Text block.
1
WITH t(x,y) AS (
    
    VALUES 
    (1,'[2]'),
    (2,'[1, 2]'),
    (3,'[2, 1]'),
    (4,'[3, 2, 5]'),
    (5,'[3, 2, 5, 2, 4]'),
    (6,'[3, 2, 2, 0, 4]')

)

--- my wrong answer below

SELECT

REGEXP_EXTRACT(y, '(\d+,\s)?(2)(,\s\d+)?') AS _1st,
REGEXP_EXTRACT(y,'(.*?(2)){1}.*?(\d+,\s(2)(,\s\d+)?)',3) AS _2nd,
REGEXP_EXTRACT(y,'(.*?(2)){2}.*?(\d+,\s(2)(,\s\d+)?)',3) AS _3rd

FROM t

Expected ans:
| x |        y        |   1st   |   2nd   |   nth   |
| - | --------------- | ------- | ------- | ------- |
| 1 | [2]             | 2       |         |         |
| 2 | [1, 2]          | 1, 2    |         |         |
| 3 | [2, 1]          | 2, 1    |         |         |
| 4 | [3, 2, 5]       | 3, 2, 5 |         |         |
| 5 | [3, 2, 5, 2, 4] | 3, 2, 5 | 5, 2, 4 |         |
| 6 | [3, 2, 2, 0, 4] | 3, 2, 2 | 2, 2, 0 |         |

Need help on the Regex for REGEXP_EXTRACT function in Presto to get the nth occurrence of number '2' and include the figures before and after it (if any)

Additional info:

  • The figures in column y are not necessary single digit.
  • Orders of the numbers are important
  • 1st, 2nd, 3rd refers to the nth occurrence of the number that I am seeking
  • Will be looking for a list of numbers, not just 2. Using 2 for illustration purpose.
IcySkullz
  • 33
  • 6

1 Answers1

0

Must it be a regular-expression?

If you see the text (VARCHAR) [1,2,3] as array-representation (JSON or internal data-type Array), you have more functions available to solve your task.

See related functions supported by Presto:

I would recommend to cast it as array of integers: CAST('[1,23,456]' AS ARRAY(INTEGER))

Given information.
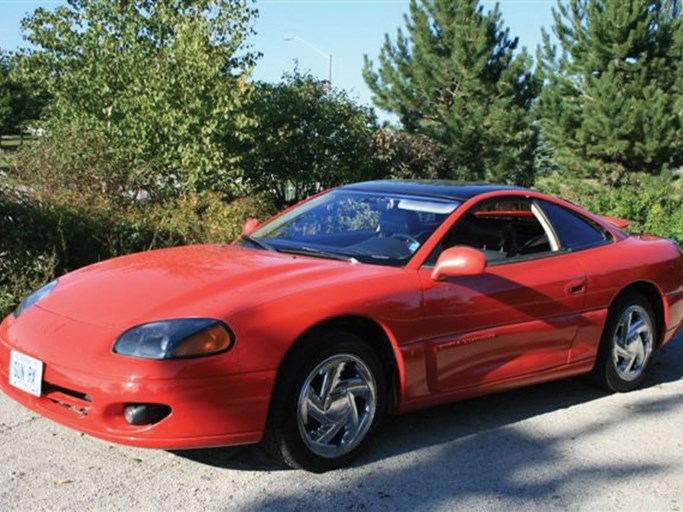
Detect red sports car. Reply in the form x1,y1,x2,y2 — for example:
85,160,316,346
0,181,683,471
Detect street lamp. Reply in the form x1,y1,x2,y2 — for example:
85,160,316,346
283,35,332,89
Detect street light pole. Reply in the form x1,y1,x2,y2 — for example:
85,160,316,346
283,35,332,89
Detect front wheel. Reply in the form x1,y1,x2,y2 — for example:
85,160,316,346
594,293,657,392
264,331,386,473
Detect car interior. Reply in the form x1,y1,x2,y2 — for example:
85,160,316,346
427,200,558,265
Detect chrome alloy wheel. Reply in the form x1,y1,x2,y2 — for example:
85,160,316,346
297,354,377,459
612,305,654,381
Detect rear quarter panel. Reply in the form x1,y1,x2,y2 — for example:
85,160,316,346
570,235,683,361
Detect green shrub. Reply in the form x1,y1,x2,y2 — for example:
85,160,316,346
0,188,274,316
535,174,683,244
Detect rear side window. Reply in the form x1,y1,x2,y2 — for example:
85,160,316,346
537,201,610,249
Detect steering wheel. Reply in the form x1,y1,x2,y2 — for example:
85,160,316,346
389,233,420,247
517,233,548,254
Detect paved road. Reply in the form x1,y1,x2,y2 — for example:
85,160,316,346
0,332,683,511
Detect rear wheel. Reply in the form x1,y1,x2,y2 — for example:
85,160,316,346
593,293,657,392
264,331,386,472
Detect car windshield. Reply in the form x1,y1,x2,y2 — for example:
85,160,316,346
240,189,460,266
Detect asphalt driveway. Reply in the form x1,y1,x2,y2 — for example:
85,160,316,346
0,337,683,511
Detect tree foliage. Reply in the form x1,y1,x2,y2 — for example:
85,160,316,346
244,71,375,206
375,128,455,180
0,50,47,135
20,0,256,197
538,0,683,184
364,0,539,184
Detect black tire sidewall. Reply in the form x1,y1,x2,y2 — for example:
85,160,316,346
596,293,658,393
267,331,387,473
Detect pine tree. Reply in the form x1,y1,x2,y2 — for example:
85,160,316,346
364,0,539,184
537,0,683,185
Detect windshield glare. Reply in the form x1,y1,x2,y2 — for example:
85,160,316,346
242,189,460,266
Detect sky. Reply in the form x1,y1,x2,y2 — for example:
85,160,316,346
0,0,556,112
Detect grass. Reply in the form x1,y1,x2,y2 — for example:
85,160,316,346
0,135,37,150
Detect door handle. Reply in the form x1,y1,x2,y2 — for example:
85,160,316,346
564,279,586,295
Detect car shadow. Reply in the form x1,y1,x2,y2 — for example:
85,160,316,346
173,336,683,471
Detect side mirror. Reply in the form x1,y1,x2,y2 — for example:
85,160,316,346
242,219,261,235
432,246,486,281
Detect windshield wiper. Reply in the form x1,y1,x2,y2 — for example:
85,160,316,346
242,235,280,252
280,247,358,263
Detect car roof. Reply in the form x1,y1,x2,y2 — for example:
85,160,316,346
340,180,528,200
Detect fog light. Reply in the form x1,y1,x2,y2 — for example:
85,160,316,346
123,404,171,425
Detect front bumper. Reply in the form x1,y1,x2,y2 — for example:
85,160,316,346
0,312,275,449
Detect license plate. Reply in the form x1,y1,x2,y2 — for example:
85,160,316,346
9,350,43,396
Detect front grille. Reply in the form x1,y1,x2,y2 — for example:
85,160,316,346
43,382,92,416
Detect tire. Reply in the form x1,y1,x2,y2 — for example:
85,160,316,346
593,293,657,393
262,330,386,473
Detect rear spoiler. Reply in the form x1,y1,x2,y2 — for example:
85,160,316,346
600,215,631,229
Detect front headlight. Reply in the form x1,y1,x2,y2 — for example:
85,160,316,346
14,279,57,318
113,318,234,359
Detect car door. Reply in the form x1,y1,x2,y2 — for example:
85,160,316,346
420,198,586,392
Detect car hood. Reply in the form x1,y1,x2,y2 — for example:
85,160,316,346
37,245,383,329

...

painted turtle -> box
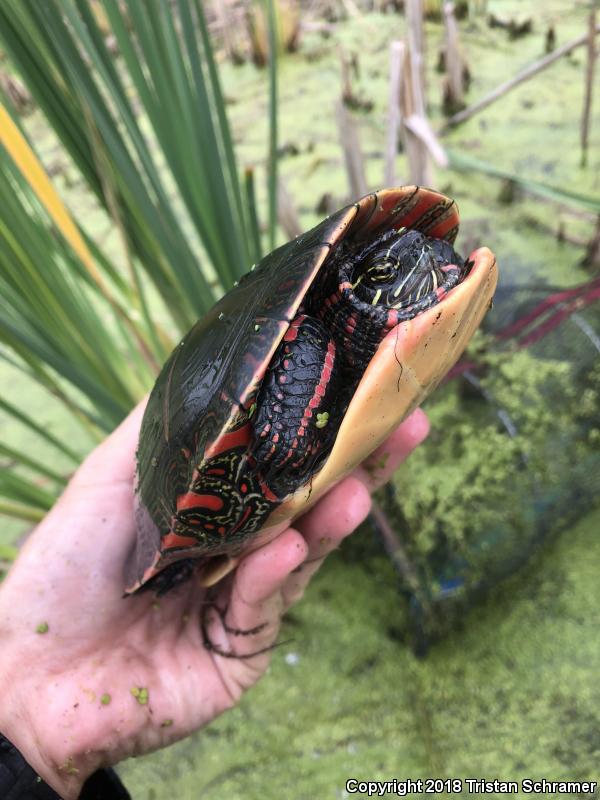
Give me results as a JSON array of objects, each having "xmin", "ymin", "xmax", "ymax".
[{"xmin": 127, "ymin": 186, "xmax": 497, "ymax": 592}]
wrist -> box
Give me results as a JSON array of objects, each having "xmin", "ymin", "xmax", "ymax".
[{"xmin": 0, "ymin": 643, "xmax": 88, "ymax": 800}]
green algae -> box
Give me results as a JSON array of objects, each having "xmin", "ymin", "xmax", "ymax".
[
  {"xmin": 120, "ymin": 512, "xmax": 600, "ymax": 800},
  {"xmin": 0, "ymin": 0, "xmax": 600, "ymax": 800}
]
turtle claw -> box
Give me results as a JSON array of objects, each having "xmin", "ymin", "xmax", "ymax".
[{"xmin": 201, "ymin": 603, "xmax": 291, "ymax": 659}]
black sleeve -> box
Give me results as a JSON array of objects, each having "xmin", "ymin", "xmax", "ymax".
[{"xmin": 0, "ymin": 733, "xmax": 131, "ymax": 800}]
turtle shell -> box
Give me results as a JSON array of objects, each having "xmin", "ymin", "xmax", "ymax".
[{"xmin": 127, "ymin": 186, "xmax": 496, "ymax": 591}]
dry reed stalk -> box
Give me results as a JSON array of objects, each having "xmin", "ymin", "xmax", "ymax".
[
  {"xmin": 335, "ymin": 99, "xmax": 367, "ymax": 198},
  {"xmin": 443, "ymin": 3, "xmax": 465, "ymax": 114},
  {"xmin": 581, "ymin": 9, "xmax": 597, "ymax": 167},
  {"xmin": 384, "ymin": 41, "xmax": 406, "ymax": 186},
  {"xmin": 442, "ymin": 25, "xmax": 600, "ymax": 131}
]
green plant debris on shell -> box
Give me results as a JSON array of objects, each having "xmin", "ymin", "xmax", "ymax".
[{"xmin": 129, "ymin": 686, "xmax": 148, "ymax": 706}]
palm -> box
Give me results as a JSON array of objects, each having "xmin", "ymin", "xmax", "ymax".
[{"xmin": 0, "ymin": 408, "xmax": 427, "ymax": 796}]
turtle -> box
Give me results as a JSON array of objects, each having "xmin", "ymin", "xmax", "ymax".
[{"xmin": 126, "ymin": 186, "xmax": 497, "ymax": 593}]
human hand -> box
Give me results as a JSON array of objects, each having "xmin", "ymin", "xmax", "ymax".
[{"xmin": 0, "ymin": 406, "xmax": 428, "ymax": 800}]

* * *

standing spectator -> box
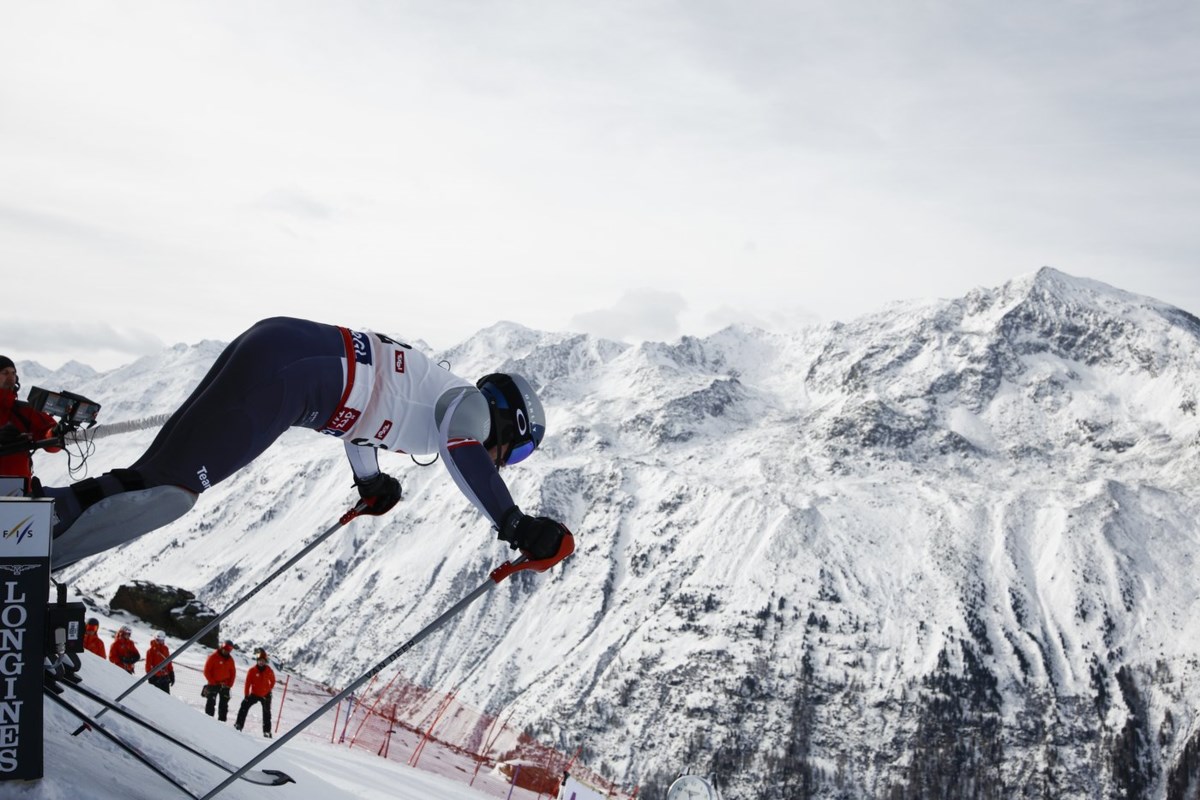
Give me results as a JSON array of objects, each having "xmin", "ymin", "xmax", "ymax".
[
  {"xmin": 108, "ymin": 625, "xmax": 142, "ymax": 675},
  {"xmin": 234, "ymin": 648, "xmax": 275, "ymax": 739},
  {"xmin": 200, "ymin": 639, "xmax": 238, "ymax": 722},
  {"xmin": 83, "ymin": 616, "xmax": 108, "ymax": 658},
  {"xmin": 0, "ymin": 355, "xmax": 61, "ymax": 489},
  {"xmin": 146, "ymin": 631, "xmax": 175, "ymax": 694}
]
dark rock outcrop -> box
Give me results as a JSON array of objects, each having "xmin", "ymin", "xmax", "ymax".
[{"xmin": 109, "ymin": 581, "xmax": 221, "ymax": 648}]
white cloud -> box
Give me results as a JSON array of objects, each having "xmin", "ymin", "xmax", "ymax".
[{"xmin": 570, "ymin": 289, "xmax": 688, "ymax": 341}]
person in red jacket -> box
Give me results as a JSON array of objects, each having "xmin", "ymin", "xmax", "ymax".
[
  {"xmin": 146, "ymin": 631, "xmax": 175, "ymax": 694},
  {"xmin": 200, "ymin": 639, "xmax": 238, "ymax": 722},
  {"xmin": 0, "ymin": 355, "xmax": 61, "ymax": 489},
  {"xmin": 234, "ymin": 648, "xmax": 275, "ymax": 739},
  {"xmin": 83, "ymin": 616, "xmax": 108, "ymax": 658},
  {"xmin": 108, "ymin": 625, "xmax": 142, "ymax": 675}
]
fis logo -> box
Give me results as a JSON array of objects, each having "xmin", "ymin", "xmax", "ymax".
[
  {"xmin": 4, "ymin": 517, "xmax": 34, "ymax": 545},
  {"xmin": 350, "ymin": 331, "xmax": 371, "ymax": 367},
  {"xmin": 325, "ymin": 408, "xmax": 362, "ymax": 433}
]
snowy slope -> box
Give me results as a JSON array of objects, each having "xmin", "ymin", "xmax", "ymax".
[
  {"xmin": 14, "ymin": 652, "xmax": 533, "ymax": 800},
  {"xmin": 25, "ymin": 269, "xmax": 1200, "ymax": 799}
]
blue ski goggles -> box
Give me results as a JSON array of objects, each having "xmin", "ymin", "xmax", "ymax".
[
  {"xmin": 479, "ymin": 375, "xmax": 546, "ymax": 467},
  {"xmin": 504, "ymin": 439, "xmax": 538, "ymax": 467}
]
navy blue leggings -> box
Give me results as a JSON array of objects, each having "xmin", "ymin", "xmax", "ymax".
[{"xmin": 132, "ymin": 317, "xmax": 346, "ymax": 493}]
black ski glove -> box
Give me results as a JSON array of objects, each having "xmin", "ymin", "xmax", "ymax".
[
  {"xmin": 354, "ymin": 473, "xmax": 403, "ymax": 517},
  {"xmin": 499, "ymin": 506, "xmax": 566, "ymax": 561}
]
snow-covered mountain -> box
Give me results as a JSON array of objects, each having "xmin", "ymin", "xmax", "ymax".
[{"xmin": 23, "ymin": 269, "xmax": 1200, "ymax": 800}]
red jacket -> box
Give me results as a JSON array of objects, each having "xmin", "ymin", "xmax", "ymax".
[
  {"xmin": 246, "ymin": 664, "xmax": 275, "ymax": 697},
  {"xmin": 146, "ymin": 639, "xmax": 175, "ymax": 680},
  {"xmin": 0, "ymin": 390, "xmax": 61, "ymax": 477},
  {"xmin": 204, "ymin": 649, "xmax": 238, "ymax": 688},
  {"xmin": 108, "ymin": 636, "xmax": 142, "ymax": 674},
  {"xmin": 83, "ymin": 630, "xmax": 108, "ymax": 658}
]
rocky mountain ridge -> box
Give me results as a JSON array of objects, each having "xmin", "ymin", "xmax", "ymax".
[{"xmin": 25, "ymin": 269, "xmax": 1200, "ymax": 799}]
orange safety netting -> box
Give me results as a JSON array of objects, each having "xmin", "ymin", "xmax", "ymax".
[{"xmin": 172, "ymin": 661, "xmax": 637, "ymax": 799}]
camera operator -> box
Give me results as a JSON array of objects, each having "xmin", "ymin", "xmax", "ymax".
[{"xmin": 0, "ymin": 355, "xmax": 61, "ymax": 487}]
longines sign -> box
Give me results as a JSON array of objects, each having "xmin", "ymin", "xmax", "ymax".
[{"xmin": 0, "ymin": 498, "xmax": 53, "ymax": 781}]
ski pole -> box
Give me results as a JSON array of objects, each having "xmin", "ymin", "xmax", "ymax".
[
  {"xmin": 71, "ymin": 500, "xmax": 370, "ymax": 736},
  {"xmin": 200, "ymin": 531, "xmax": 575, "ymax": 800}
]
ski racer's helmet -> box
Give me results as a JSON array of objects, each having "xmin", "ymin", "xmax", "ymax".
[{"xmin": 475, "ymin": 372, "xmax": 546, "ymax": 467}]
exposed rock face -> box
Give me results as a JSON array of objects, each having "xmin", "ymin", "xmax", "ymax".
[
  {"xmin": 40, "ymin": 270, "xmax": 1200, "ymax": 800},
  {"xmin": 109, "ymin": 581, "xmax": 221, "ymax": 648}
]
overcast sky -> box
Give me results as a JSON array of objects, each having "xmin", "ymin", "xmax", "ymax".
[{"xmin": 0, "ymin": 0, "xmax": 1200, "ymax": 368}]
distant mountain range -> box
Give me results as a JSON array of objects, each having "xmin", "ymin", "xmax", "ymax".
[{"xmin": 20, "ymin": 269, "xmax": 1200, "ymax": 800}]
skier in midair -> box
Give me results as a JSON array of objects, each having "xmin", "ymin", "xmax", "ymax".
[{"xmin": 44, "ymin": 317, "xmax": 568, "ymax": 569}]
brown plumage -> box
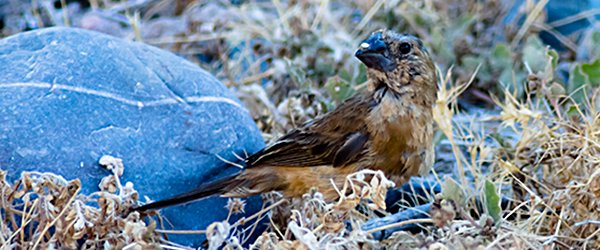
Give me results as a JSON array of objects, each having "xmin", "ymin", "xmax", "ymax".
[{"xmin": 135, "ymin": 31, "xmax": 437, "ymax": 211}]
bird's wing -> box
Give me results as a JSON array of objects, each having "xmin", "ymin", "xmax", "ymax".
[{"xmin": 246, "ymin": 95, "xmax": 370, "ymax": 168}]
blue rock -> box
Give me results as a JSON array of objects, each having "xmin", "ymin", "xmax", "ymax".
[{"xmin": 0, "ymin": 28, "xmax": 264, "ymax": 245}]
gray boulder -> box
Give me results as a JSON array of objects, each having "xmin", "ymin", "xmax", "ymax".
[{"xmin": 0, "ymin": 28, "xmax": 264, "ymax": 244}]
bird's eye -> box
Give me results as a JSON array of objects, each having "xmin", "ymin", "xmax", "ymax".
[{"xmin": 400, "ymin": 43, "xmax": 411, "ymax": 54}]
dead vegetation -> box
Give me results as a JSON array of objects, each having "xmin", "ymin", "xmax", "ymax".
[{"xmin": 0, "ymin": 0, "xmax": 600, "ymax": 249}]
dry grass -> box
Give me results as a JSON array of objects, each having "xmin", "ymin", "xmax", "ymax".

Actions to take.
A: In the Presto regex thread, restate the paragraph beginning "Need help on the Regex" more briefly while keeping its main facts.
B: Reproduce word for word the passage of the Presto regex thread that begins at the words "If you see the" and stops after the words "solve your task.".
Work only from the Presto regex thread when you answer.

Exercise solutions.
A: The request is for a regex for Presto's REGEXP_EXTRACT function that returns the nth occurrence of the number 2, together with any numbers directly before and after it.

B:
If you see the text (VARCHAR) [1,2,3] as array-representation (JSON or internal data-type Array), you have more functions available to solve your task.